I performed tests on comparison using KSP with and without cuda backend on 
NERSC's Perlmutter. For a finite element solve with 800k degrees of freedom, 
the best times obtained using MPI and MPI+GPU were

o MPI - 128 MPI tasks, 27 s

o MPI+GPU - 4 MPI tasks, 4 GPU's, 32 s

Is that the performance one would expect using the hybrid mode of computation. 
Attached image shows the scaling on a single node.

Thanks,
Cho
________________________________
From: Ng, Cho-Kuen <c...@slac.stanford.edu>
Sent: Saturday, August 12, 2023 8:08 AM
To: Jacob Faibussowitsch <jacob....@gmail.com>
Cc: Barry Smith <bsm...@petsc.dev>; petsc-users <petsc-users@mcs.anl.gov>
Subject: Re: [petsc-users] Using PETSc GPU backend

Thanks Jacob.
________________________________
From: Jacob Faibussowitsch <jacob....@gmail.com>
Sent: Saturday, August 12, 2023 5:02 AM
To: Ng, Cho-Kuen <c...@slac.stanford.edu>
Cc: Barry Smith <bsm...@petsc.dev>; petsc-users <petsc-users@mcs.anl.gov>
Subject: Re: [petsc-users] Using PETSc GPU backend

> Can petsc show the number of GPUs used?

-device_view

Best regards,

Jacob Faibussowitsch
(Jacob Fai - booss - oh - vitch)

> On Aug 12, 2023, at 00:53, Ng, Cho-Kuen via petsc-users 
> <petsc-users@mcs.anl.gov> wrote:
>
> Barry,
>
> I tried again today on Perlmutter and running on multiple GPU nodes worked. 
> Likely, I had messed up something the other day. Also, I was able to have 
> multiple MPI tasks on a GPU using Nvidia MPS. The petsc output shows the 
> number of MPI tasks:
>
> KSP Object: 32 MPI processes
>
> Can petsc show the number of GPUs used?

* DATA EXCERPTS
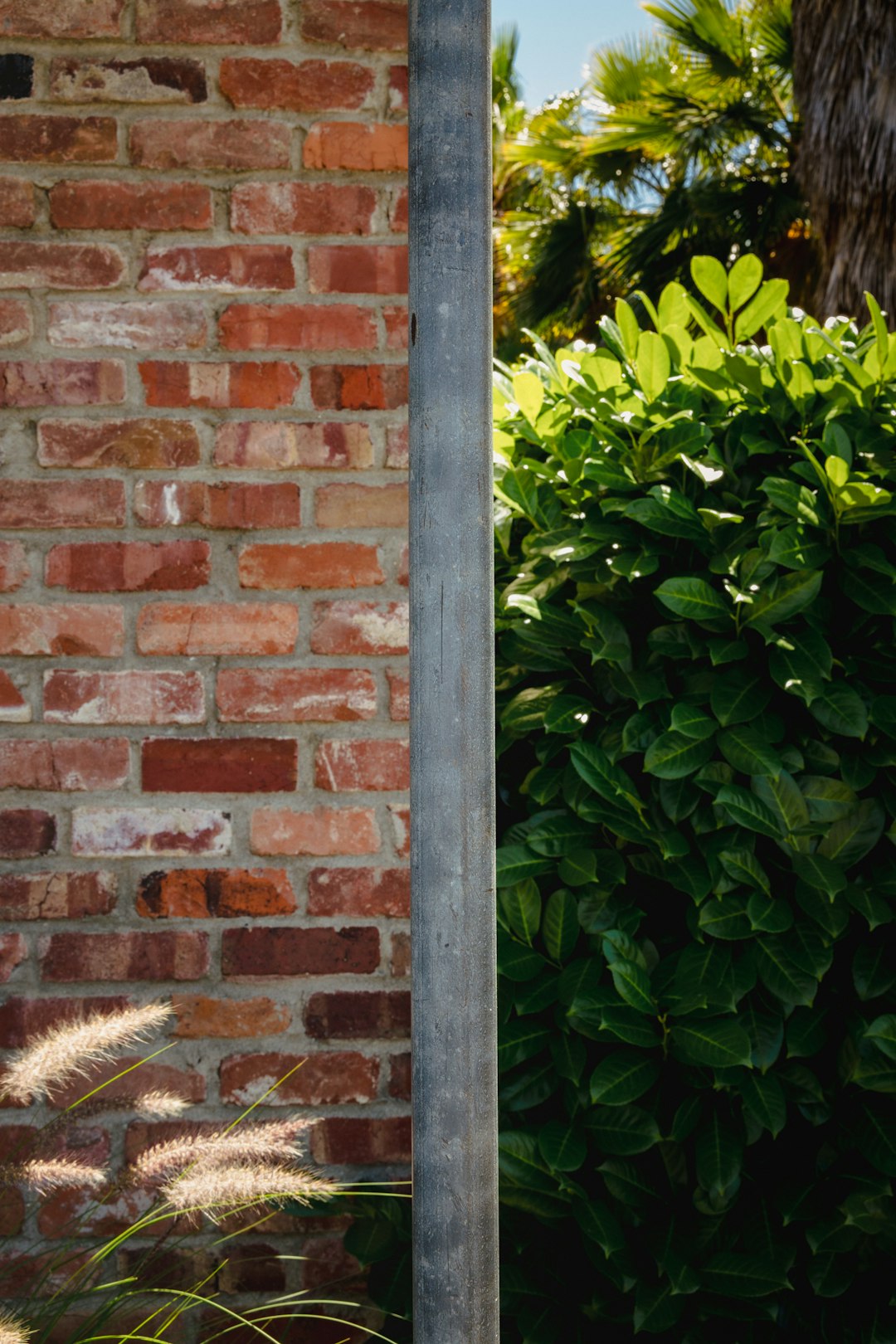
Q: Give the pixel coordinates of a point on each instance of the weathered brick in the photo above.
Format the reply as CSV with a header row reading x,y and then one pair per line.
x,y
317,565
130,205
273,446
215,893
299,952
295,695
66,765
147,830
124,698
320,832
145,444
51,504
129,566
219,628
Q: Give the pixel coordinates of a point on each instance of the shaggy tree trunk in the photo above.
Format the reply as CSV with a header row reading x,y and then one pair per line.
x,y
845,89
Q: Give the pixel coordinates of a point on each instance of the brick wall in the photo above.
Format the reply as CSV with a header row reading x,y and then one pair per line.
x,y
203,621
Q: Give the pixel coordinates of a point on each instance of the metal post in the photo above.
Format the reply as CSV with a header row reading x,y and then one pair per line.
x,y
455,1057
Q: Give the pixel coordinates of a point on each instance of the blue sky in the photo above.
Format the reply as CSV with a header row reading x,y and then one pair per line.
x,y
557,37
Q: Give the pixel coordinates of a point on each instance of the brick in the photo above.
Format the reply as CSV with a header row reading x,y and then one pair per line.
x,y
160,206
129,566
297,327
130,325
262,386
144,830
360,893
301,207
26,834
67,765
32,139
62,382
217,505
56,895
51,504
348,1015
147,80
370,24
349,626
314,1079
229,1019
278,446
367,763
145,444
299,952
320,832
215,893
296,86
257,22
319,565
295,695
124,698
356,145
236,145
359,387
219,628
65,631
360,505
227,269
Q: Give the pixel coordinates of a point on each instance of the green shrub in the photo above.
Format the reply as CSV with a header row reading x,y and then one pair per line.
x,y
698,756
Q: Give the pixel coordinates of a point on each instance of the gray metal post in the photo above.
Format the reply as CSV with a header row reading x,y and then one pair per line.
x,y
455,1057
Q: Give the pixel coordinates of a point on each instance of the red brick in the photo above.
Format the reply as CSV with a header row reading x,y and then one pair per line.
x,y
124,698
360,505
360,893
262,386
278,446
304,86
356,145
299,952
149,830
145,444
229,269
226,505
295,695
238,145
215,893
349,626
26,834
130,205
128,325
359,387
319,565
257,22
367,763
50,504
229,1019
370,24
219,628
317,1079
145,80
348,1015
320,832
301,207
129,566
65,631
67,765
219,765
62,382
297,327
56,895
34,139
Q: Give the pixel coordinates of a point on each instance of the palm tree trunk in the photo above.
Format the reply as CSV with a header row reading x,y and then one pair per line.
x,y
845,89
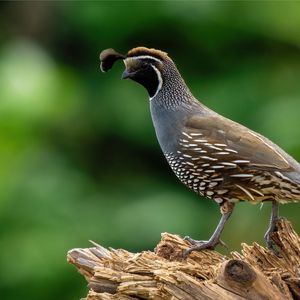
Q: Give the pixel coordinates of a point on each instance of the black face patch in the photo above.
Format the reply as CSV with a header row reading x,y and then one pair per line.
x,y
144,74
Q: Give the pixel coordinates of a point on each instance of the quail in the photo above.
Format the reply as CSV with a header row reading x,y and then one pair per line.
x,y
212,155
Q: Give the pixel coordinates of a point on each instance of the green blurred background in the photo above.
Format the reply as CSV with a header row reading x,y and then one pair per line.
x,y
79,158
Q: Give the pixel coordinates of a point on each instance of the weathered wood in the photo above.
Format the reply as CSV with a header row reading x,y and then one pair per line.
x,y
255,273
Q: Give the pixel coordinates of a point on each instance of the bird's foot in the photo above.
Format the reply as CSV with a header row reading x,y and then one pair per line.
x,y
268,237
201,245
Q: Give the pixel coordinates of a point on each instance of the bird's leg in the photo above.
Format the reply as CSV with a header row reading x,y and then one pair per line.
x,y
226,211
272,227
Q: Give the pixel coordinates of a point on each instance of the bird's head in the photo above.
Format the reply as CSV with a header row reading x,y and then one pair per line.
x,y
143,65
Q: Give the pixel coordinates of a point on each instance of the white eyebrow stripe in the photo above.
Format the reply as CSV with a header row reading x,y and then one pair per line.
x,y
145,57
160,81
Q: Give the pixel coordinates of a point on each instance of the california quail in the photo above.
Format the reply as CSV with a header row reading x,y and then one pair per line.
x,y
212,155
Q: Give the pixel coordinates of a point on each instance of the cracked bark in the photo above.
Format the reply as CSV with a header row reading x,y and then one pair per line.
x,y
255,273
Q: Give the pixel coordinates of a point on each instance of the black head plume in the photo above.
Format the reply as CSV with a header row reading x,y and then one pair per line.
x,y
108,57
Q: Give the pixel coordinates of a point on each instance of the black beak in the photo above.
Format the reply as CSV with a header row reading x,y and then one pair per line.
x,y
125,74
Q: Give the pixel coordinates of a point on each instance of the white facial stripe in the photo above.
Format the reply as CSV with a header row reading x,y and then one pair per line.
x,y
146,57
160,81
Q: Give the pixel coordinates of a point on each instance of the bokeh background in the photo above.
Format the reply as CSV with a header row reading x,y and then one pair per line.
x,y
79,158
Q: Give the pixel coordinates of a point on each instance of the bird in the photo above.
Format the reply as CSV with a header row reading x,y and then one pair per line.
x,y
212,155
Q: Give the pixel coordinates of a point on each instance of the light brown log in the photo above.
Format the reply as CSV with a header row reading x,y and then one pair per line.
x,y
255,273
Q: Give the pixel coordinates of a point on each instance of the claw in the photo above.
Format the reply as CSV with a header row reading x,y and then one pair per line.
x,y
272,228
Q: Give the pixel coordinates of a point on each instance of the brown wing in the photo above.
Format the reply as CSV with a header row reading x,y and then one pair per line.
x,y
235,162
249,145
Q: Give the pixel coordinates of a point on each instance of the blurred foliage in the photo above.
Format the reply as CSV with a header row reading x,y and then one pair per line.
x,y
78,154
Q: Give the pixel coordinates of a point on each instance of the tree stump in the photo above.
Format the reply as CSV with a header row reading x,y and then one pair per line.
x,y
255,273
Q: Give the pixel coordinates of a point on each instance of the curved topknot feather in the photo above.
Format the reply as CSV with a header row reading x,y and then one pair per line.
x,y
138,51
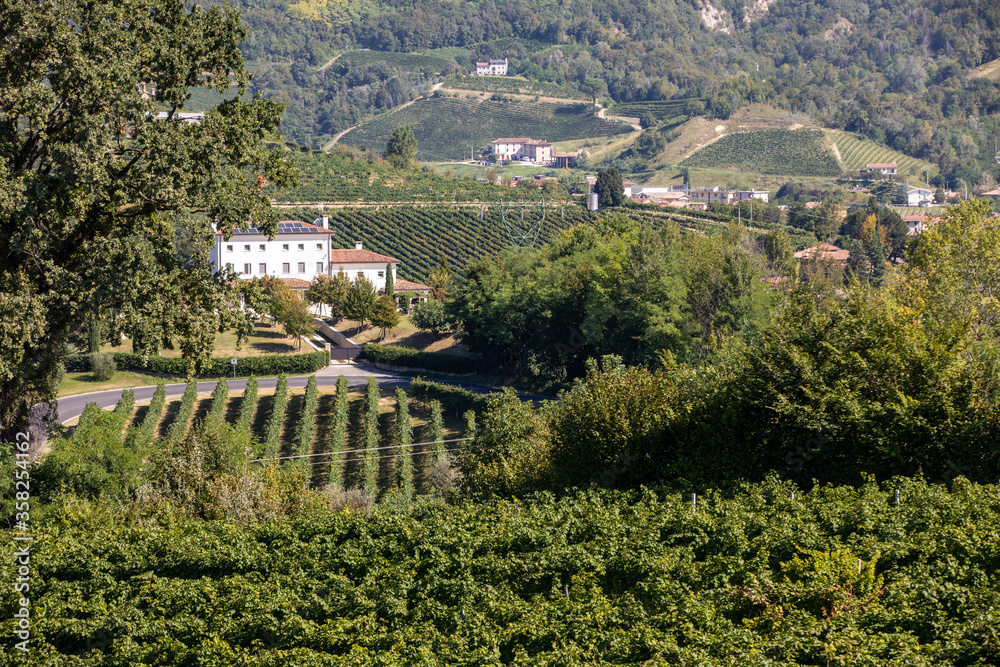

* REQUIRED ACTIONS
1. In the PETSc GPU backend thread, why does Jacob reply with the option -device_view? Answer in one to three sentences.
2. Reproduce the part of the PETSc GPU backend thread that opens with the words containing "Attached image shows" and closes with "Thanks Jacob.".

* RESPONSES FOR EACH TASK
1. He offers -device_view to answer Cho's question, "Can petsc show the number of GPUs used?" Cho asked because the PETSc output reported only the number of MPI tasks, as in "KSP Object: 32 MPI processes."

2.
Attached image shows the scaling on a single node.

Thanks,
Cho
________________________________
From: Ng, Cho-Kuen <c...@slac.stanford.edu>
Sent: Saturday, August 12, 2023 8:08 AM
To: Jacob Faibussowitsch <jacob....@gmail.com>
Cc: Barry Smith <bsm...@petsc.dev>; petsc-users <petsc-users@mcs.anl.gov>
Subject: Re: [petsc-users] Using PETSc GPU backend

Thanks Jacob.